→ **Problem details**: Swap "drop a marker" for "place a pin" everywhere in the items below, and reproduce every line otherwise unchanged.
============
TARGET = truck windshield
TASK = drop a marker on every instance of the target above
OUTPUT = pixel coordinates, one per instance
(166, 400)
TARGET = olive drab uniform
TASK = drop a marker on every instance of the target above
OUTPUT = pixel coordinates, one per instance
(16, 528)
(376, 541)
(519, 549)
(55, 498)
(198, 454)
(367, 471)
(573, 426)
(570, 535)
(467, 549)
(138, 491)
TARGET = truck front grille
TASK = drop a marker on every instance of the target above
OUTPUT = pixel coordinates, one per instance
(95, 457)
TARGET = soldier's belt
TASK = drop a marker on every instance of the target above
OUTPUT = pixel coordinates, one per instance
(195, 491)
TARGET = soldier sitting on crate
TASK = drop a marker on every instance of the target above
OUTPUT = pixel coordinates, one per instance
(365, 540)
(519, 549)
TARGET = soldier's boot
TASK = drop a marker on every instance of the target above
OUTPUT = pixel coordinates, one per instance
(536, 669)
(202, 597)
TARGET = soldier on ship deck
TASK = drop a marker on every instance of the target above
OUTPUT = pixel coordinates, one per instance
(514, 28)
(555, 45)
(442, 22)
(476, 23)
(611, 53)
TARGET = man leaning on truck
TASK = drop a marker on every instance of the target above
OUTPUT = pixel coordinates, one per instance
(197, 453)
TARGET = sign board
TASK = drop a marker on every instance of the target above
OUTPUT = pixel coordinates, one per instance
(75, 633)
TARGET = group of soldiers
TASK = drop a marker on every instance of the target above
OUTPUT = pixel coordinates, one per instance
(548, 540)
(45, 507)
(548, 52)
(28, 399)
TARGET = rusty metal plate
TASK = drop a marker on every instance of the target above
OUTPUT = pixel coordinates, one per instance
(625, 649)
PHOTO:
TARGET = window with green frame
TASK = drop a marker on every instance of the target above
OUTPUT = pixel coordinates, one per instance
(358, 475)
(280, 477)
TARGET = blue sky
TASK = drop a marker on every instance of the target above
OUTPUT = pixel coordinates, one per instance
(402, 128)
============
→ **Correct answer**:
TARGET = truck windshield
TASK = place a pin on every instance of the target above
OUTPUT = pixel coordinates, one per instance
(166, 400)
TARGET = olive drab uniform
TASK = place a pin on every instance of the target above
OUTPUT = pixel coordinates, one per instance
(16, 528)
(376, 541)
(519, 549)
(55, 498)
(198, 454)
(367, 471)
(573, 426)
(570, 535)
(467, 549)
(138, 491)
TARGET = truck front grille
TASK = place a pin on every instance of the target above
OUTPUT = pixel coordinates, one per instance
(95, 457)
TARGET = soldier's belt
TASK = place a pin on every instance of the target above
OUTPUT = pixel coordinates, one per instance
(195, 491)
TARGET = soldier sitting on crate
TASK = place a pin on every instance of the target above
OUTPUT = pixel coordinates, one per instance
(365, 540)
(519, 549)
TARGET = soldier's boot
TASK = place a pin on every instance of the target above
OUTPUT = pixel coordinates, one per instance
(536, 669)
(202, 597)
TARGET = soldier on ship deck
TASK = place a pin on every instance of the target above
OUTPUT = pixel coordinates, one per instance
(514, 28)
(555, 45)
(442, 22)
(476, 23)
(611, 53)
TARGET = man leaning on truck
TASK = place a pin on every instance of the target above
OUTPUT = pixel coordinates, one per instance
(197, 453)
TARGET = sign board
TASK = place a pin on every instance of the target above
OUTPUT = pixel coordinates, one per instance
(75, 633)
TARGET = group of soldiers
TASK = place a pin on every instance of the target above
OUTPUT = pixel coordinates, one per instance
(548, 540)
(45, 507)
(548, 52)
(28, 399)
TARGET = rusty metal plate
TASK = place a pin on every instance of the target above
OUTPUT = pixel coordinates, one per instance
(625, 649)
PHOTO:
TARGET = window with green frame
TASK = place a pin on every instance of the target above
OUTPUT = pixel coordinates, one per instance
(358, 475)
(280, 477)
TARGET = blue sky
TASK = place a pin on every instance of the target above
OUTPUT = pixel coordinates, one per instance
(402, 128)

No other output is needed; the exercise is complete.